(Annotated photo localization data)
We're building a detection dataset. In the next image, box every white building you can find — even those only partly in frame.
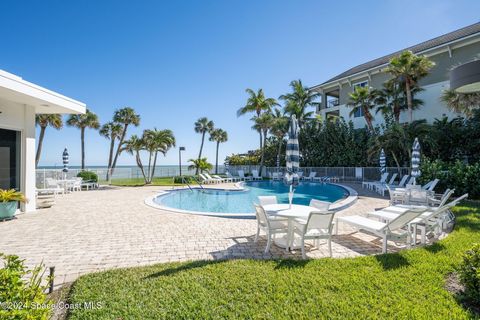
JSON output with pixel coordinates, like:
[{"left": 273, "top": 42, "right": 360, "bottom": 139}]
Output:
[
  {"left": 0, "top": 70, "right": 85, "bottom": 212},
  {"left": 312, "top": 22, "right": 480, "bottom": 128}
]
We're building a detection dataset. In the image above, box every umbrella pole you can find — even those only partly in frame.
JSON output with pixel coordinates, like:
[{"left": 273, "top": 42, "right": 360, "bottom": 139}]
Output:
[{"left": 288, "top": 185, "right": 294, "bottom": 209}]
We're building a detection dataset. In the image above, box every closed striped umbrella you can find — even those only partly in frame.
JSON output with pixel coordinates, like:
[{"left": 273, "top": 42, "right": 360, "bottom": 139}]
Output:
[
  {"left": 62, "top": 148, "right": 69, "bottom": 173},
  {"left": 284, "top": 115, "right": 300, "bottom": 207},
  {"left": 379, "top": 149, "right": 386, "bottom": 174},
  {"left": 411, "top": 138, "right": 421, "bottom": 185}
]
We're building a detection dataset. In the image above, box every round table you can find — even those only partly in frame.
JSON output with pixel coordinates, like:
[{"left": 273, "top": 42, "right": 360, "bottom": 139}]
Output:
[{"left": 263, "top": 204, "right": 317, "bottom": 250}]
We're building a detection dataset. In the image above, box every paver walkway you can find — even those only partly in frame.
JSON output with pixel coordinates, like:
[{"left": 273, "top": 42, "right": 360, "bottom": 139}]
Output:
[{"left": 0, "top": 183, "right": 393, "bottom": 286}]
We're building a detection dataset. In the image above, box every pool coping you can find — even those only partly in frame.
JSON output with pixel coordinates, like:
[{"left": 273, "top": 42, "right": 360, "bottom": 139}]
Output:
[{"left": 144, "top": 181, "right": 358, "bottom": 219}]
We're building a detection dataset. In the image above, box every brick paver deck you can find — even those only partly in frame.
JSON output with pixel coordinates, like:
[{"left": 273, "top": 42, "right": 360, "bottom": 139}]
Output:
[{"left": 0, "top": 183, "right": 399, "bottom": 286}]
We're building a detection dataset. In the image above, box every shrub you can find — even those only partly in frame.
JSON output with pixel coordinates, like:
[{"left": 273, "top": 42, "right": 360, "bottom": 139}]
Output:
[
  {"left": 0, "top": 254, "right": 51, "bottom": 319},
  {"left": 173, "top": 176, "right": 195, "bottom": 184},
  {"left": 458, "top": 244, "right": 480, "bottom": 304},
  {"left": 77, "top": 170, "right": 98, "bottom": 182}
]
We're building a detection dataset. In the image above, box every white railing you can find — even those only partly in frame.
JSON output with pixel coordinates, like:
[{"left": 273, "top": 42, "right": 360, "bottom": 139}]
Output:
[{"left": 35, "top": 165, "right": 409, "bottom": 187}]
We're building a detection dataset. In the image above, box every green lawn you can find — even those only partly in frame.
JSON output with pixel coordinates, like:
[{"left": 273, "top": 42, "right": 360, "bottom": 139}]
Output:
[
  {"left": 66, "top": 203, "right": 480, "bottom": 319},
  {"left": 104, "top": 177, "right": 185, "bottom": 186}
]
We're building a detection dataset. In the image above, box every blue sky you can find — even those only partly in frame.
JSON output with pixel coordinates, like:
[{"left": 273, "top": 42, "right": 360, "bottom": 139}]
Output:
[{"left": 1, "top": 0, "right": 479, "bottom": 167}]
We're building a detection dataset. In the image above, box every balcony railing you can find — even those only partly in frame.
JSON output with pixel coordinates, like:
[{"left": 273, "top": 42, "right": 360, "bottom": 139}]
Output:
[{"left": 326, "top": 99, "right": 340, "bottom": 108}]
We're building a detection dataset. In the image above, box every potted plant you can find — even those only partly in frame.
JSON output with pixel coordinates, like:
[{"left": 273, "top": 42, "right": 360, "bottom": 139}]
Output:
[{"left": 0, "top": 189, "right": 27, "bottom": 220}]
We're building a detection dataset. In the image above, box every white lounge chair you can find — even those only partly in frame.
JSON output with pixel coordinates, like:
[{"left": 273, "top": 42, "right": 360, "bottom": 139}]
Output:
[
  {"left": 238, "top": 170, "right": 253, "bottom": 181},
  {"left": 375, "top": 173, "right": 398, "bottom": 196},
  {"left": 251, "top": 170, "right": 262, "bottom": 180},
  {"left": 226, "top": 172, "right": 241, "bottom": 182},
  {"left": 271, "top": 172, "right": 280, "bottom": 180},
  {"left": 303, "top": 172, "right": 317, "bottom": 181},
  {"left": 391, "top": 175, "right": 409, "bottom": 189},
  {"left": 198, "top": 173, "right": 215, "bottom": 184},
  {"left": 336, "top": 207, "right": 427, "bottom": 253},
  {"left": 205, "top": 173, "right": 223, "bottom": 183},
  {"left": 45, "top": 178, "right": 65, "bottom": 196},
  {"left": 368, "top": 193, "right": 467, "bottom": 244},
  {"left": 421, "top": 179, "right": 440, "bottom": 192},
  {"left": 297, "top": 172, "right": 304, "bottom": 180},
  {"left": 214, "top": 174, "right": 232, "bottom": 183},
  {"left": 253, "top": 204, "right": 288, "bottom": 254},
  {"left": 362, "top": 172, "right": 389, "bottom": 190},
  {"left": 291, "top": 210, "right": 336, "bottom": 258}
]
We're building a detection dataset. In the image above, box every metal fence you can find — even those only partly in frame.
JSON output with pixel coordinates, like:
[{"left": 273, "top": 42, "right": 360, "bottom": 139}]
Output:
[{"left": 36, "top": 165, "right": 410, "bottom": 187}]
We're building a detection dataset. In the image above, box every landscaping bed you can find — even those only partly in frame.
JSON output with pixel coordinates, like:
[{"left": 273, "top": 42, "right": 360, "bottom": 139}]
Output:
[{"left": 66, "top": 203, "right": 480, "bottom": 319}]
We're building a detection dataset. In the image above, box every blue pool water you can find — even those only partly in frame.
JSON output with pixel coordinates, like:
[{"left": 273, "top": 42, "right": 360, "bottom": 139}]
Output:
[{"left": 155, "top": 181, "right": 349, "bottom": 214}]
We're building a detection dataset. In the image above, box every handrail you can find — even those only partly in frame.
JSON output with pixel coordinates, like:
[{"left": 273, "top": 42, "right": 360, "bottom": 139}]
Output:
[
  {"left": 181, "top": 176, "right": 193, "bottom": 191},
  {"left": 181, "top": 176, "right": 204, "bottom": 190},
  {"left": 191, "top": 176, "right": 205, "bottom": 190}
]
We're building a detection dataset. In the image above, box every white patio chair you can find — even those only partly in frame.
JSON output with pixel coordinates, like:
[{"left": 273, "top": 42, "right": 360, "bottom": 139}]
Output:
[
  {"left": 205, "top": 173, "right": 223, "bottom": 183},
  {"left": 253, "top": 204, "right": 288, "bottom": 254},
  {"left": 303, "top": 172, "right": 317, "bottom": 181},
  {"left": 73, "top": 178, "right": 82, "bottom": 192},
  {"left": 375, "top": 173, "right": 398, "bottom": 196},
  {"left": 214, "top": 174, "right": 232, "bottom": 183},
  {"left": 291, "top": 210, "right": 336, "bottom": 258},
  {"left": 422, "top": 179, "right": 440, "bottom": 192},
  {"left": 45, "top": 178, "right": 64, "bottom": 196},
  {"left": 392, "top": 175, "right": 409, "bottom": 189},
  {"left": 297, "top": 172, "right": 304, "bottom": 180},
  {"left": 309, "top": 199, "right": 331, "bottom": 211},
  {"left": 362, "top": 172, "right": 389, "bottom": 190},
  {"left": 271, "top": 172, "right": 280, "bottom": 180},
  {"left": 238, "top": 170, "right": 252, "bottom": 181},
  {"left": 226, "top": 172, "right": 241, "bottom": 182},
  {"left": 198, "top": 173, "right": 214, "bottom": 184},
  {"left": 336, "top": 207, "right": 427, "bottom": 253},
  {"left": 258, "top": 196, "right": 277, "bottom": 206},
  {"left": 251, "top": 170, "right": 262, "bottom": 180}
]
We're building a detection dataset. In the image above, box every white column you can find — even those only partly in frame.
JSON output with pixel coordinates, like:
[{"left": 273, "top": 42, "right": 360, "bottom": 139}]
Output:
[{"left": 22, "top": 105, "right": 36, "bottom": 212}]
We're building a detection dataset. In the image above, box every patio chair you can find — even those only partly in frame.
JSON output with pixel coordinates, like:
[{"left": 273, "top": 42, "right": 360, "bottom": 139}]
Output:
[
  {"left": 253, "top": 204, "right": 288, "bottom": 254},
  {"left": 421, "top": 179, "right": 440, "bottom": 192},
  {"left": 258, "top": 196, "right": 277, "bottom": 206},
  {"left": 205, "top": 173, "right": 223, "bottom": 183},
  {"left": 198, "top": 173, "right": 215, "bottom": 184},
  {"left": 375, "top": 173, "right": 398, "bottom": 196},
  {"left": 303, "top": 172, "right": 317, "bottom": 181},
  {"left": 214, "top": 174, "right": 232, "bottom": 183},
  {"left": 226, "top": 172, "right": 241, "bottom": 182},
  {"left": 336, "top": 207, "right": 427, "bottom": 253},
  {"left": 251, "top": 170, "right": 262, "bottom": 180},
  {"left": 309, "top": 199, "right": 331, "bottom": 211},
  {"left": 297, "top": 172, "right": 304, "bottom": 180},
  {"left": 291, "top": 210, "right": 336, "bottom": 258},
  {"left": 368, "top": 193, "right": 467, "bottom": 244},
  {"left": 271, "top": 172, "right": 280, "bottom": 180},
  {"left": 45, "top": 178, "right": 65, "bottom": 196},
  {"left": 238, "top": 170, "right": 253, "bottom": 181},
  {"left": 362, "top": 172, "right": 389, "bottom": 190},
  {"left": 392, "top": 175, "right": 410, "bottom": 189}
]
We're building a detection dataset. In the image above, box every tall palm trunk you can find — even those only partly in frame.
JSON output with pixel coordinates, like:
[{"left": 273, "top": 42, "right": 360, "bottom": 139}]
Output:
[
  {"left": 363, "top": 109, "right": 374, "bottom": 131},
  {"left": 106, "top": 138, "right": 115, "bottom": 181},
  {"left": 146, "top": 151, "right": 153, "bottom": 184},
  {"left": 81, "top": 127, "right": 86, "bottom": 170},
  {"left": 196, "top": 131, "right": 206, "bottom": 174},
  {"left": 111, "top": 124, "right": 128, "bottom": 176},
  {"left": 215, "top": 141, "right": 219, "bottom": 174},
  {"left": 35, "top": 126, "right": 46, "bottom": 167},
  {"left": 259, "top": 129, "right": 268, "bottom": 176},
  {"left": 135, "top": 151, "right": 147, "bottom": 182},
  {"left": 259, "top": 130, "right": 263, "bottom": 150},
  {"left": 150, "top": 151, "right": 158, "bottom": 182},
  {"left": 393, "top": 104, "right": 401, "bottom": 123},
  {"left": 405, "top": 79, "right": 413, "bottom": 123}
]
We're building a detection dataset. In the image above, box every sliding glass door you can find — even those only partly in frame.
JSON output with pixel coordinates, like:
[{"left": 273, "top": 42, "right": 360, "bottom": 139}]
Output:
[{"left": 0, "top": 128, "right": 21, "bottom": 190}]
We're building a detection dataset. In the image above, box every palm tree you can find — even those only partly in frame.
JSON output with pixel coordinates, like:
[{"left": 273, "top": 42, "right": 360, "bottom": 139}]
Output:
[
  {"left": 209, "top": 128, "right": 228, "bottom": 174},
  {"left": 142, "top": 129, "right": 176, "bottom": 184},
  {"left": 385, "top": 50, "right": 434, "bottom": 123},
  {"left": 441, "top": 89, "right": 480, "bottom": 118},
  {"left": 35, "top": 114, "right": 63, "bottom": 167},
  {"left": 252, "top": 112, "right": 274, "bottom": 175},
  {"left": 347, "top": 86, "right": 377, "bottom": 131},
  {"left": 122, "top": 134, "right": 147, "bottom": 182},
  {"left": 188, "top": 158, "right": 213, "bottom": 174},
  {"left": 237, "top": 88, "right": 278, "bottom": 150},
  {"left": 279, "top": 79, "right": 320, "bottom": 128},
  {"left": 194, "top": 117, "right": 214, "bottom": 174},
  {"left": 66, "top": 109, "right": 100, "bottom": 169},
  {"left": 376, "top": 80, "right": 425, "bottom": 122},
  {"left": 99, "top": 122, "right": 123, "bottom": 181},
  {"left": 110, "top": 107, "right": 140, "bottom": 177},
  {"left": 269, "top": 109, "right": 289, "bottom": 167}
]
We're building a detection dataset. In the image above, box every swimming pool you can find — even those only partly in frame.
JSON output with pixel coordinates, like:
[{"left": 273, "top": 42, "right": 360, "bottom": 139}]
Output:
[{"left": 151, "top": 181, "right": 351, "bottom": 216}]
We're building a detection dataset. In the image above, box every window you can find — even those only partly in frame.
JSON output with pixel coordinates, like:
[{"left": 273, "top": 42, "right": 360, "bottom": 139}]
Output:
[{"left": 352, "top": 81, "right": 368, "bottom": 118}]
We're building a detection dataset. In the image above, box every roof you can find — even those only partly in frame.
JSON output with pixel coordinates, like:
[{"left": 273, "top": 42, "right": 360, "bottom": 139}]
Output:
[
  {"left": 314, "top": 22, "right": 480, "bottom": 88},
  {"left": 0, "top": 69, "right": 86, "bottom": 114}
]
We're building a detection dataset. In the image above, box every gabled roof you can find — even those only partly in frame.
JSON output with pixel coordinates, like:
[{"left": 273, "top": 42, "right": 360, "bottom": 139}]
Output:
[{"left": 313, "top": 22, "right": 480, "bottom": 88}]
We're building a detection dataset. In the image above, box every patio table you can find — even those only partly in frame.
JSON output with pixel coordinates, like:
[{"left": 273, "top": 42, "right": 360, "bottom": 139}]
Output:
[
  {"left": 263, "top": 204, "right": 317, "bottom": 250},
  {"left": 55, "top": 179, "right": 77, "bottom": 193}
]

• DESCRIPTION OF THE TASK: Only the lines above that hold "table" are wanted. Show every one of them.

• RESULT:
We're building a detection dataset. In the image above, box every round table you can find — even those only partly in frame.
We're building a detection dataset. In the image above, box every patio table you can find — even those only partly in frame.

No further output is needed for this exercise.